DATASET ▸
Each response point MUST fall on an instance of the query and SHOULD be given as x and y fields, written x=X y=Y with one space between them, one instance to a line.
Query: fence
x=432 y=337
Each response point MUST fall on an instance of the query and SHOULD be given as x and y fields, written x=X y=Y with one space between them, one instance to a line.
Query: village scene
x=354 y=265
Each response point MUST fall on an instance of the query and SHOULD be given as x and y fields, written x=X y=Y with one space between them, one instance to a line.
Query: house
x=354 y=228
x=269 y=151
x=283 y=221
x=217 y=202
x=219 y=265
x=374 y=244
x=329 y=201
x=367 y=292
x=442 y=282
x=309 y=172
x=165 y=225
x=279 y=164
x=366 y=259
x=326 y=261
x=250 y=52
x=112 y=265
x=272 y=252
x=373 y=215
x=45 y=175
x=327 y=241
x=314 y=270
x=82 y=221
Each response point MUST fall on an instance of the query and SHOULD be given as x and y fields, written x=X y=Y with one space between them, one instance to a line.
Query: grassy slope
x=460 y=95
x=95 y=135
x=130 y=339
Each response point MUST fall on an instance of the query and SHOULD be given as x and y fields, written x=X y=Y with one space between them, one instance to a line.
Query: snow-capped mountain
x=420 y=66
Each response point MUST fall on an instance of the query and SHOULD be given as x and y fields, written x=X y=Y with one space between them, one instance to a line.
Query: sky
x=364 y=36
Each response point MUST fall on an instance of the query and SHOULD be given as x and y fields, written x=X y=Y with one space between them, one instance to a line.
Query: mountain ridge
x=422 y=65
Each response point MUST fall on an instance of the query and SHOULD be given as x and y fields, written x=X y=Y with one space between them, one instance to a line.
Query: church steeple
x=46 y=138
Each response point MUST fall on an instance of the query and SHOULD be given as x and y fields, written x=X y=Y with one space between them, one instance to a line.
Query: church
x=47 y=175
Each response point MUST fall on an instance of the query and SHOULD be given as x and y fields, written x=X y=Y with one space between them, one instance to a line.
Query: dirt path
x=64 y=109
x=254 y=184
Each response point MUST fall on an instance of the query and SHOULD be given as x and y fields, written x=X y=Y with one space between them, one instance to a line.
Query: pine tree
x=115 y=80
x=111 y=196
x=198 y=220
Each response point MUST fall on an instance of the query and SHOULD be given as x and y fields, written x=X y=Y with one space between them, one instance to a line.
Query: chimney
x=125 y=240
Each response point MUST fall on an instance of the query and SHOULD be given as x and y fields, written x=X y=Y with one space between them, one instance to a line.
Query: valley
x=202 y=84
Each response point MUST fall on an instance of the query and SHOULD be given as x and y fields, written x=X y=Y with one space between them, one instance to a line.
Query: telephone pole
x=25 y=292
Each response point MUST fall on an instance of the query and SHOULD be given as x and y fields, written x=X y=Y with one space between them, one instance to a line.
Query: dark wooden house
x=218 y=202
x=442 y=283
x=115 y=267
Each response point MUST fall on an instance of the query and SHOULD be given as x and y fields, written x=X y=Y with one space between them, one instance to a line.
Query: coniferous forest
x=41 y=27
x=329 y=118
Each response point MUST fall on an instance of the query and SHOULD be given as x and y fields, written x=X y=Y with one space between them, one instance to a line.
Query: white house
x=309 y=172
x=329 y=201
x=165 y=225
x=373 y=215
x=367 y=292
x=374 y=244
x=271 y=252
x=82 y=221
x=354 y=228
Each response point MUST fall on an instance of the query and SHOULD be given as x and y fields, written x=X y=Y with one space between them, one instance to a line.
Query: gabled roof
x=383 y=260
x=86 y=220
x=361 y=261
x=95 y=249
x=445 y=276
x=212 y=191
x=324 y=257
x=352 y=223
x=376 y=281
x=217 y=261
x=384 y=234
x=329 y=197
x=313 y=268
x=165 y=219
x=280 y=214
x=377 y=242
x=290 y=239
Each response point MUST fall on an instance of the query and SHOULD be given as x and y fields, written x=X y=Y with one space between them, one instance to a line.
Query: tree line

PROBLEM REQUIREMENTS ▸ Copy the lines above word for word.

OUTPUT ▸
Each response point MUST fall on an instance of the query and SHOULD be given as x and y fields, written x=X y=Y with one space between them, one instance to a line.
Query: fence
x=432 y=337
Each response point MUST fall on an instance of the query and SHOULD be given as x and y fields, written x=X y=Y with one space between them, one instance to a line.
Query: village scene
x=354 y=265
Each response point MUST fall on an instance of the query and SHOULD be given as x and y fields, written x=X y=Y with one space between them, one instance to a line.
Query: house
x=354 y=228
x=269 y=151
x=283 y=221
x=217 y=202
x=219 y=265
x=374 y=244
x=329 y=201
x=367 y=292
x=442 y=282
x=309 y=172
x=165 y=225
x=279 y=164
x=366 y=259
x=326 y=261
x=250 y=52
x=112 y=265
x=272 y=252
x=373 y=215
x=45 y=175
x=327 y=241
x=314 y=270
x=82 y=221
Each response point MUST fall on an instance of the query and SHOULD be given as x and y fields, written x=X y=Y with one space between them, one instance to a line.
Query: grassy slope
x=460 y=95
x=95 y=135
x=130 y=339
Each response point MUST fall on an instance of the query and SHOULD be given as x and y fields, written x=X y=Y with one space between them, one instance to a line.
Query: snow-capped mountain
x=420 y=66
Each response point MUST fall on an instance of the query and SHOULD be given as x and y fields, written x=X y=Y with one space between them, one instance to a line.
Query: sky
x=364 y=36
Each response point MUST fall on an instance of the query and SHOULD be given as x and y fields, written x=X y=Y with one space between them, one instance to a line.
Query: mountain ridge
x=422 y=65
Each response point MUST fall on an instance of the query and SHOULD be given as x and y fields, written x=X y=Y with one space between them, one instance to a line.
Query: church steeple
x=46 y=138
Each response point MUST fall on an instance of the query and SHOULD be given as x and y fields, written x=X y=Y with one space between them, one instance to a line.
Query: church
x=47 y=175
Each response point MUST fall on an instance of the query and SHOULD be given as x and y fields, written x=X y=Y with one space between them, one instance to a line.
Query: dirt path
x=64 y=109
x=254 y=184
Each response point MUST fall on an instance of the query and SHOULD be given as x and y fields, written x=X y=Y with one space between them, one instance to a line.
Query: pine tree
x=115 y=80
x=111 y=196
x=198 y=220
Each response point MUST fall on an instance of the query and SHOULD be given as x and y fields, written x=X y=Y with one space between them, one instance to a line.
Query: chimney
x=125 y=240
Each response point MUST fall on an instance of the query and SHOULD be given as x and y fields, written x=X y=Y with one space between them, one instance to a line.
Query: valley
x=202 y=84
Each response point MUST fall on an instance of the query and SHOULD be given as x and y fields, written x=X y=Y with one space between them, one instance to a line.
Query: telephone pole
x=25 y=292
Each response point MUST fall on an instance of the query and SHOULD be given as x and y fields, written x=X y=Y with one space between them, one instance to a line.
Query: dark wooden house
x=218 y=202
x=442 y=283
x=115 y=267
Each response point MUST fall on an instance of the query and SHOULD be given as x and y fields, written x=X y=Y with one space between them, one instance to a line.
Query: coniferous forest
x=41 y=27
x=329 y=118
Each response point MUST fall on an instance of the query and SHOULD be given as x and y fields, written x=X y=Y with one space between them, one instance to a line.
Query: white house
x=309 y=172
x=329 y=201
x=165 y=225
x=373 y=215
x=367 y=292
x=374 y=244
x=271 y=252
x=82 y=221
x=354 y=228
Each response point MUST fall on an instance of the query and SHOULD be given as x and y fields, written x=X y=Y with one space between them, one instance to a line.
Query: gabled roof
x=383 y=260
x=86 y=220
x=361 y=261
x=95 y=249
x=445 y=276
x=212 y=191
x=324 y=257
x=352 y=223
x=376 y=281
x=217 y=261
x=384 y=234
x=329 y=197
x=313 y=268
x=165 y=219
x=280 y=214
x=377 y=242
x=290 y=239
Each response point MUST fall on an instance of the query and SHOULD be given as x and y fields, written x=X y=Y with one space between them, one instance to a line.
Query: tree line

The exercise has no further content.